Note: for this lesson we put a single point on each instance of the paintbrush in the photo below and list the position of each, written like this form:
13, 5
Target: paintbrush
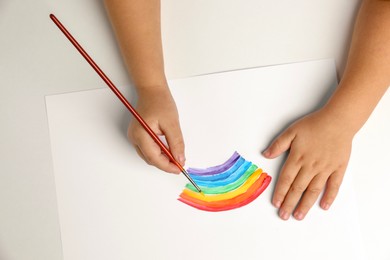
122, 99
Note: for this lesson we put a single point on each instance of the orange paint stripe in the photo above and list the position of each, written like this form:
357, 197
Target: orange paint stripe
252, 193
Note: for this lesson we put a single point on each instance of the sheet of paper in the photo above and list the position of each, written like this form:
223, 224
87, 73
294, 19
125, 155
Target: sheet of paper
114, 206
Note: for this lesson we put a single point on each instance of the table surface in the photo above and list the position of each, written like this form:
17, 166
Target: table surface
198, 36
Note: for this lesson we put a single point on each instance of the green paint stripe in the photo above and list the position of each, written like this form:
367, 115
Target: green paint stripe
226, 188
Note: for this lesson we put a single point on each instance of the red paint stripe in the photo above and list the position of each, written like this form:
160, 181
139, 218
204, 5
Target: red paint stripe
253, 192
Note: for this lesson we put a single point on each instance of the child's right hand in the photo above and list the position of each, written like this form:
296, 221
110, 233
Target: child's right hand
158, 109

▶ **PROBLEM DESCRIPTION**:
Could you rewrite the listing above as a numbered list, with one line per item, no blank lines, and the pictures left out?

▶ **THE RESULT**:
1. Note: for this lesson we put a single point on each instance of the paintbrush in the photo below and list the position of each, written like this form:
2. 13, 5
3. Target: paintbrush
4. 122, 99
5. Note: for this lesson we put a single point on each instance of the orange paint stripe in the photo above and list the position of each, written like this form:
6. 357, 197
7. Target: orange paint stripe
8. 252, 193
9. Note: for this lesson we put a single point on each instance of the sheet of paper in the photo above and list the position of each, written like this form:
10. 223, 224
11. 87, 73
12. 294, 19
13. 125, 155
14. Target: sheet of paper
15. 114, 206
16. Note: for this lesson we put a single point on each instance of the table surface in the photo above and list the position of each, written like this form:
17. 17, 166
18. Target: table surface
19. 198, 36
20. Note: for this lesson we put a single point on each instance of the green paint stripe in the photo above and list the position of each, written like this form:
21. 367, 115
22. Target: green paint stripe
23. 226, 188
24. Note: for this lesson we put a single point on each instance of the red paint stripe in the photo above and list the position of each, written like this form:
25. 160, 181
26. 139, 218
27. 204, 5
28. Target: red paint stripe
29. 253, 192
30. Note: for this lesson we put a single point on each instance of the child's right hand in the photo above and list the position of each, written like this form:
31. 296, 221
32. 110, 233
33. Target: child's right hand
34. 158, 109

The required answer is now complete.